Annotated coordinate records
>>
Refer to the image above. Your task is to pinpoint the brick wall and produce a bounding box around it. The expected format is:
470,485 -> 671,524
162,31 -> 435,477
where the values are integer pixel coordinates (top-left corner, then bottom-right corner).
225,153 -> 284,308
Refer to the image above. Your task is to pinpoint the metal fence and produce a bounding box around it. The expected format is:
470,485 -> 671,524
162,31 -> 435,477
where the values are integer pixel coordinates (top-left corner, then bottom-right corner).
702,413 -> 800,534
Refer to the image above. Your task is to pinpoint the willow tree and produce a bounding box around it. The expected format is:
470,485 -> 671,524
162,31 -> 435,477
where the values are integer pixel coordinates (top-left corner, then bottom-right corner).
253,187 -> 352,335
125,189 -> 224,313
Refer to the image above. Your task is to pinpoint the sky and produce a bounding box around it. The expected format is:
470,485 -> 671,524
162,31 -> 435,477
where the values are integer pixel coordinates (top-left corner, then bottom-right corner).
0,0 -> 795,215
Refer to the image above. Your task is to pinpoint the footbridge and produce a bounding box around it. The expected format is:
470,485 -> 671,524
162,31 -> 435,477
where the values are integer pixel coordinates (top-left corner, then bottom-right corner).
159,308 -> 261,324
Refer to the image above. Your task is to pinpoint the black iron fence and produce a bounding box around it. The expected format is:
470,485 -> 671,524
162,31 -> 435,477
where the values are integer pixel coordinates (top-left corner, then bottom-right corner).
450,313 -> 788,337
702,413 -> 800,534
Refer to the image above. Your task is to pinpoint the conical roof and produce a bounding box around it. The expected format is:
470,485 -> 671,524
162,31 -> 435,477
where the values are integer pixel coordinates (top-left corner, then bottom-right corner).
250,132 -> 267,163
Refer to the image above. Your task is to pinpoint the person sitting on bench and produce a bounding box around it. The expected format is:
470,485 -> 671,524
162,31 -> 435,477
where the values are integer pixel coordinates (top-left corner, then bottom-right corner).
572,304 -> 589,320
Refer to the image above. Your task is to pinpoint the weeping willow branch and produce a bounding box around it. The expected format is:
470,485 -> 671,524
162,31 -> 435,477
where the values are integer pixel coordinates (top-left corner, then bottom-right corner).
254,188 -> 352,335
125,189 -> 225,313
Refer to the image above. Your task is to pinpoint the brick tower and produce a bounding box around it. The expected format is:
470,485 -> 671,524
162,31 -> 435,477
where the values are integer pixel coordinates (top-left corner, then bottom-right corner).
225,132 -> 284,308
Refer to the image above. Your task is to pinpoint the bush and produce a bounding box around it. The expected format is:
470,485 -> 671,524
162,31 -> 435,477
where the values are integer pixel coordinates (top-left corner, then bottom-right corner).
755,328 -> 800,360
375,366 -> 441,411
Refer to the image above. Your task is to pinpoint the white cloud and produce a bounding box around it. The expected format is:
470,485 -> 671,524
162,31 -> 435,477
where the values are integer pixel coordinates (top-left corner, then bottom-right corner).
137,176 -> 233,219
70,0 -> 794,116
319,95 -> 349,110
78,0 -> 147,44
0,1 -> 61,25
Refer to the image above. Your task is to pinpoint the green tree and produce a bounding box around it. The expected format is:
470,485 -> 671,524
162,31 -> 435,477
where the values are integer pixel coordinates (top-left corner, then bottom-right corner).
<<
Copy out every line of the records above word for word, without any change.

WRITTEN ANSWER
Refer to the image above. Your task is to pinpoint the brick wall and produce a bounding box around it. The expected format is:
470,485 -> 671,524
162,31 -> 435,477
where the values are integer pixel coordinates (top-left corner, then bottom-right corner).
225,153 -> 284,308
Refer to the image above. Your task is to pinpoint the metal fence and produce a bounding box around it. The expected format is:
470,485 -> 671,524
162,31 -> 435,477
where the values are integer pixel coordinates (top-left corner, then bottom-right corner).
702,413 -> 800,534
Refer to the image above. Your task is to pinpoint the willow tree and produce a bounding box around it. The expected format is:
470,485 -> 671,524
162,31 -> 435,477
where the values are integer pixel coordinates (top-left corner, then bottom-right corner).
253,187 -> 352,335
125,189 -> 224,313
Refer to the image above. Your task is to pinpoint the sky and produce a bounding box around it. The expected format is:
470,485 -> 671,524
162,31 -> 435,477
where the values are integer pixel coordinates (top-left corner, then bottom-right corner).
0,0 -> 795,215
Refer to the image above. Your task is to pinpoint the footbridge and produce a bounding box around it. The expected format is:
470,485 -> 671,524
162,31 -> 435,477
where the values are integer pixel coordinates (top-left corner, then bottom-right corner).
159,308 -> 261,324
Refer to the image above. Your task is to pinpoint the black iron fence and produce a bounding box around it. The expected format is:
470,485 -> 671,524
162,31 -> 435,477
where the values are integer pixel coordinates (top-left corner, then bottom-right corner).
450,313 -> 788,337
702,413 -> 800,534
Refer to the image above. Your task is to pinpoint the conical roof and produce a bounding box around it. The expected format is:
470,485 -> 671,524
162,31 -> 435,477
where the values are integer pixel coordinates (top-left corner, then bottom-right corner).
250,132 -> 267,163
Refer to the image above. Your task is to pinpoint the person sitting on bench and produce a bounding box around it. The expected format is:
470,485 -> 671,524
162,31 -> 435,477
where the values are integer pixel coordinates (top-left corner, then bottom-right corner).
572,304 -> 589,320
Refer to the image above. Your task is to pinpoint the weeping willow branch and produce a bounding box around it. The expected format is:
470,485 -> 671,524
162,31 -> 435,477
where the values are integer pixel coordinates (top-left corner, then bottom-right corner).
254,188 -> 352,335
125,189 -> 225,313
Refer to the image above. Your task is to pinpoint the brick tower and produce a bounding box around it. The expected format is:
470,485 -> 671,524
162,31 -> 435,477
where the values are integer pixel coordinates (top-left corner, then bottom-right corner).
225,132 -> 284,308
Refer to the image above. Your task is to pinpoint the bush and produce a bounding box around it. The expected format is:
470,485 -> 671,524
162,31 -> 435,477
where the values are integer pixel coordinates (top-left corner, then bottom-right corner).
755,328 -> 800,360
375,366 -> 441,411
Refer to the image above. Your task is to pinpoint the white cloud and produce a bounding box around it. The expected format is:
470,485 -> 671,524
162,31 -> 435,477
where the values are integer pixel coordinates (top-left corner, then bottom-right corner).
137,176 -> 233,219
70,0 -> 794,116
319,95 -> 349,110
78,0 -> 147,44
0,1 -> 61,25
Refer to the image above. Your task is to pinpoint the green tree and produce a bounding box around it. The expected format is:
470,485 -> 671,524
162,31 -> 435,477
where the values are integer pixel coordinates (top-left corner, then bottom-right corner).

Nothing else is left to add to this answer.